§ Given instruction
Rewrite the data below as a JSON list of strings, one string per line, skipping blank lines and leaving the pictures out.
:::::
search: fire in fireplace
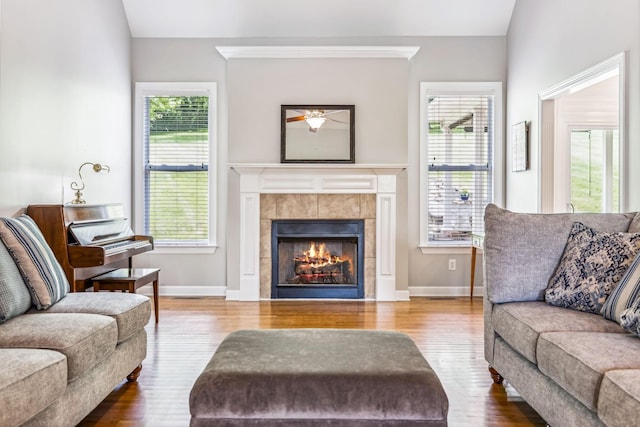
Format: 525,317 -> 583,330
271,220 -> 364,298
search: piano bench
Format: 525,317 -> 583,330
91,268 -> 160,323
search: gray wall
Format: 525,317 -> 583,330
133,37 -> 506,295
7,0 -> 640,295
0,0 -> 131,215
506,0 -> 640,212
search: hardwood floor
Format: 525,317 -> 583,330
80,297 -> 546,427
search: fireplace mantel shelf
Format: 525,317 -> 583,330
229,163 -> 407,173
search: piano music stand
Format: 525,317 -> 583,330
91,268 -> 160,323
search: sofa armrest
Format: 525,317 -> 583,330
483,204 -> 634,303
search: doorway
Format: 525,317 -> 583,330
539,53 -> 626,213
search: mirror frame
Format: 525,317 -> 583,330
280,104 -> 356,163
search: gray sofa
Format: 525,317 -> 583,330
0,222 -> 151,427
484,205 -> 640,427
0,292 -> 151,426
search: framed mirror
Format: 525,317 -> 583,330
280,105 -> 355,163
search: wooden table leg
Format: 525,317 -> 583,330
153,279 -> 160,323
469,246 -> 477,298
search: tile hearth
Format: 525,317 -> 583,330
260,194 -> 376,299
227,164 -> 405,301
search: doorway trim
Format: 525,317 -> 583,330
538,52 -> 628,213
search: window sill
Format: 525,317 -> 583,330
418,242 -> 471,255
152,245 -> 218,255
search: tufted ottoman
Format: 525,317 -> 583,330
189,329 -> 449,427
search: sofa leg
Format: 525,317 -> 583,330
127,365 -> 142,383
489,366 -> 504,384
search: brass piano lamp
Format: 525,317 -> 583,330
69,162 -> 111,205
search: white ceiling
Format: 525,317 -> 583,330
122,0 -> 516,38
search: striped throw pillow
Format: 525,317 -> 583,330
620,298 -> 640,336
0,215 -> 69,310
0,242 -> 31,323
601,255 -> 640,323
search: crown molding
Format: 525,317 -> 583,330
216,46 -> 420,60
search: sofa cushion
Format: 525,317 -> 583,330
484,204 -> 634,303
0,215 -> 69,310
627,212 -> 640,233
0,242 -> 31,323
537,332 -> 640,411
42,292 -> 151,343
602,255 -> 640,323
0,348 -> 67,426
545,222 -> 640,313
620,296 -> 640,336
0,311 -> 118,382
598,369 -> 640,427
491,301 -> 624,363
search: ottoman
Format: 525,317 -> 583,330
189,329 -> 449,427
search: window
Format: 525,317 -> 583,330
569,128 -> 620,212
420,83 -> 502,247
135,83 -> 216,247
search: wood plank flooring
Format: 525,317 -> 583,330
80,297 -> 546,427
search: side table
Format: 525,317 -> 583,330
91,268 -> 160,323
469,232 -> 484,298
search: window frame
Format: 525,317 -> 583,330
132,82 -> 218,253
419,82 -> 504,254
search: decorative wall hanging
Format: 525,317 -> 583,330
280,105 -> 355,163
511,122 -> 529,172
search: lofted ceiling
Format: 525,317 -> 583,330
122,0 -> 516,38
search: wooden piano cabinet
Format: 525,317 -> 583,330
27,204 -> 153,292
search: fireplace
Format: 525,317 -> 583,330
271,219 -> 364,298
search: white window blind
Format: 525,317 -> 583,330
422,92 -> 495,245
143,96 -> 210,246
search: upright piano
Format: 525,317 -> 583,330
27,203 -> 153,292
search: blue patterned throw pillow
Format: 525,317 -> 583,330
0,215 -> 69,310
545,222 -> 640,313
620,297 -> 640,335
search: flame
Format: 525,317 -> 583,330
303,242 -> 341,267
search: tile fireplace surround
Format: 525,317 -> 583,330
227,164 -> 405,301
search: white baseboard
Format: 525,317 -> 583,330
396,290 -> 411,301
409,286 -> 484,298
226,289 -> 240,301
137,286 -> 484,301
136,285 -> 227,297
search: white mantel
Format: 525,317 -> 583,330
228,163 -> 406,301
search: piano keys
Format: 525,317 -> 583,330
27,203 -> 153,292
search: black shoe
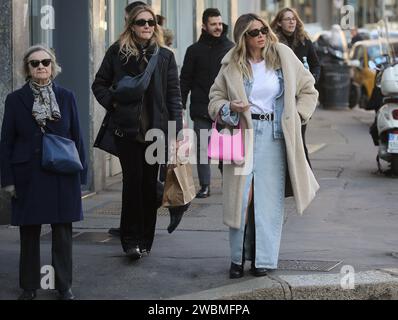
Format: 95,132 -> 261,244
196,186 -> 210,199
58,289 -> 75,301
250,263 -> 268,277
126,246 -> 142,260
108,228 -> 120,238
18,290 -> 36,301
229,262 -> 243,279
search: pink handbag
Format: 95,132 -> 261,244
207,117 -> 245,163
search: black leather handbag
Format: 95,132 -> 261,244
94,52 -> 159,156
41,128 -> 83,174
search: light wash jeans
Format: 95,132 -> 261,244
230,120 -> 286,269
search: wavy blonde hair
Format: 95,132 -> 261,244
119,6 -> 164,61
271,8 -> 310,43
232,13 -> 281,79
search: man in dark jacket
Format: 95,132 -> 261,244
180,8 -> 234,198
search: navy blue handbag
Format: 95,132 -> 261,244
41,128 -> 83,174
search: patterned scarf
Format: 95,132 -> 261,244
29,81 -> 61,127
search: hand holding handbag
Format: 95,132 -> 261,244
208,116 -> 245,163
40,127 -> 83,174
:::::
§ Completed task
[
  "search: fire in fireplace",
  "Format: 525,317 -> 583,330",
  "271,220 -> 364,298",
  "search: piano bench",
  "Format: 525,317 -> 583,330",
  "91,268 -> 160,323",
  "search: gray wall",
  "Format: 525,317 -> 583,330",
  "133,37 -> 506,295",
  "7,0 -> 640,295",
  "0,0 -> 131,215",
  "506,0 -> 640,212",
  "search: hardwood floor",
  "Format: 525,317 -> 583,330",
  "80,297 -> 546,427",
  "search: fireplace mantel shelf",
  "Format: 525,317 -> 583,330",
  "229,163 -> 407,173",
  "search: piano music stand",
  "Format: 525,317 -> 583,330",
  "91,268 -> 160,323",
  "search: sofa armrest",
  "Format: 525,317 -> 583,330",
  "483,204 -> 634,303",
  "search: doorway",
  "Format: 525,317 -> 583,330",
  "539,53 -> 626,213",
  "search: mirror frame",
  "Format: 525,317 -> 583,330",
  "280,104 -> 356,163",
  "search: gray sofa",
  "Format: 525,317 -> 583,330",
  "0,222 -> 151,427",
  "484,205 -> 640,427",
  "0,292 -> 151,426",
  "search: framed mirror",
  "Format: 525,317 -> 583,330",
  "280,105 -> 355,163",
  "search: wooden table leg",
  "Format: 525,317 -> 583,330",
  "153,279 -> 160,323",
  "469,246 -> 477,298",
  "search: tile hearth",
  "Format: 525,317 -> 583,330",
  "260,194 -> 376,299",
  "227,164 -> 405,301",
  "search: doorway trim",
  "Format: 525,317 -> 583,330",
  "538,52 -> 628,213",
  "search: window sill",
  "Format: 525,317 -> 583,330",
  "418,242 -> 471,255",
  "152,245 -> 218,255",
  "search: tufted ottoman",
  "Format: 525,317 -> 583,330",
  "189,329 -> 449,427",
  "search: sofa leg",
  "Format: 525,317 -> 583,330",
  "127,365 -> 142,383",
  "489,366 -> 504,384",
  "search: brass piano lamp",
  "Format: 525,317 -> 583,330",
  "69,162 -> 111,205",
  "search: white ceiling",
  "Format: 525,317 -> 583,330",
  "122,0 -> 516,38",
  "search: striped throw pillow",
  "Format: 525,317 -> 583,330",
  "620,298 -> 640,336",
  "0,215 -> 69,310",
  "0,242 -> 31,323",
  "601,255 -> 640,323",
  "search: crown molding",
  "Format: 525,317 -> 583,330",
  "216,46 -> 420,60",
  "search: sofa cushion",
  "Format: 525,317 -> 583,330",
  "484,204 -> 634,303",
  "0,215 -> 69,310",
  "627,212 -> 640,233",
  "0,242 -> 31,323",
  "537,332 -> 640,411",
  "42,292 -> 151,343",
  "602,255 -> 640,323",
  "0,348 -> 67,426",
  "545,222 -> 640,313",
  "620,296 -> 640,336",
  "0,311 -> 118,382",
  "598,369 -> 640,427",
  "491,301 -> 624,363",
  "search: ottoman",
  "Format: 525,317 -> 583,330",
  "189,329 -> 449,427",
  "search: window",
  "Format: 525,317 -> 583,330",
  "569,128 -> 620,212",
  "420,83 -> 502,247",
  "135,83 -> 216,247",
  "search: wood plank flooring",
  "Format: 525,317 -> 583,330",
  "80,297 -> 546,427",
  "search: side table",
  "Format: 525,317 -> 583,330",
  "91,268 -> 160,323",
  "469,232 -> 484,298",
  "search: window frame",
  "Format: 525,317 -> 583,330",
  "132,82 -> 218,253",
  "419,82 -> 504,254",
  "search: decorative wall hanging",
  "Format: 525,317 -> 583,330",
  "280,105 -> 355,163",
  "511,122 -> 529,172",
  "search: lofted ceiling",
  "Format: 525,317 -> 583,330",
  "122,0 -> 516,38",
  "search: wooden piano cabinet",
  "Format: 525,317 -> 583,330",
  "27,204 -> 153,292",
  "search: fireplace",
  "Format: 525,317 -> 583,330",
  "271,219 -> 364,298",
  "search: white window blind",
  "Format: 525,317 -> 583,330",
  "422,92 -> 495,245",
  "143,96 -> 210,246",
  "search: upright piano",
  "Format: 525,317 -> 583,330",
  "27,203 -> 153,292",
  "search: blue patterned throw pillow",
  "Format: 525,317 -> 583,330",
  "0,215 -> 69,310",
  "545,222 -> 640,313",
  "620,297 -> 640,335",
  "search: flame",
  "Format: 525,317 -> 583,330",
  "303,242 -> 341,267",
  "search: tile fireplace surround",
  "Format: 525,317 -> 583,330",
  "227,164 -> 405,301",
  "search: white baseboard",
  "Format: 525,317 -> 583,330",
  "396,290 -> 411,301",
  "409,286 -> 484,298",
  "226,289 -> 240,301",
  "137,286 -> 484,301",
  "136,285 -> 227,297",
  "search: white mantel",
  "Format: 525,317 -> 583,330",
  "228,163 -> 406,301",
  "search: piano keys",
  "Format: 525,317 -> 583,330",
  "27,203 -> 153,292",
  "search: black shoe",
  "Format: 95,132 -> 261,244",
  "196,186 -> 210,199",
  "58,289 -> 75,301",
  "250,263 -> 268,277",
  "126,246 -> 142,260",
  "108,228 -> 120,238",
  "18,290 -> 36,301",
  "229,262 -> 243,279",
  "search: pink handbag",
  "Format: 95,132 -> 261,244",
  "207,117 -> 245,163",
  "search: black leather handbag",
  "Format: 95,132 -> 261,244",
  "94,52 -> 159,156",
  "41,128 -> 83,174",
  "search: light wash jeans",
  "Format: 95,132 -> 261,244",
  "230,120 -> 286,269",
  "search: wavy blonde hair",
  "Format: 95,132 -> 261,244",
  "119,6 -> 164,61",
  "271,8 -> 310,43",
  "232,13 -> 281,79",
  "search: man in dark jacket",
  "Format: 95,132 -> 261,244",
  "180,8 -> 234,198",
  "search: navy blue handbag",
  "Format: 95,132 -> 261,244",
  "41,128 -> 83,174",
  "search: patterned scarf",
  "Format: 95,132 -> 261,244",
  "29,81 -> 61,127",
  "search: hand holding handbag",
  "Format: 95,132 -> 261,244",
  "208,116 -> 245,163",
  "40,127 -> 83,174"
]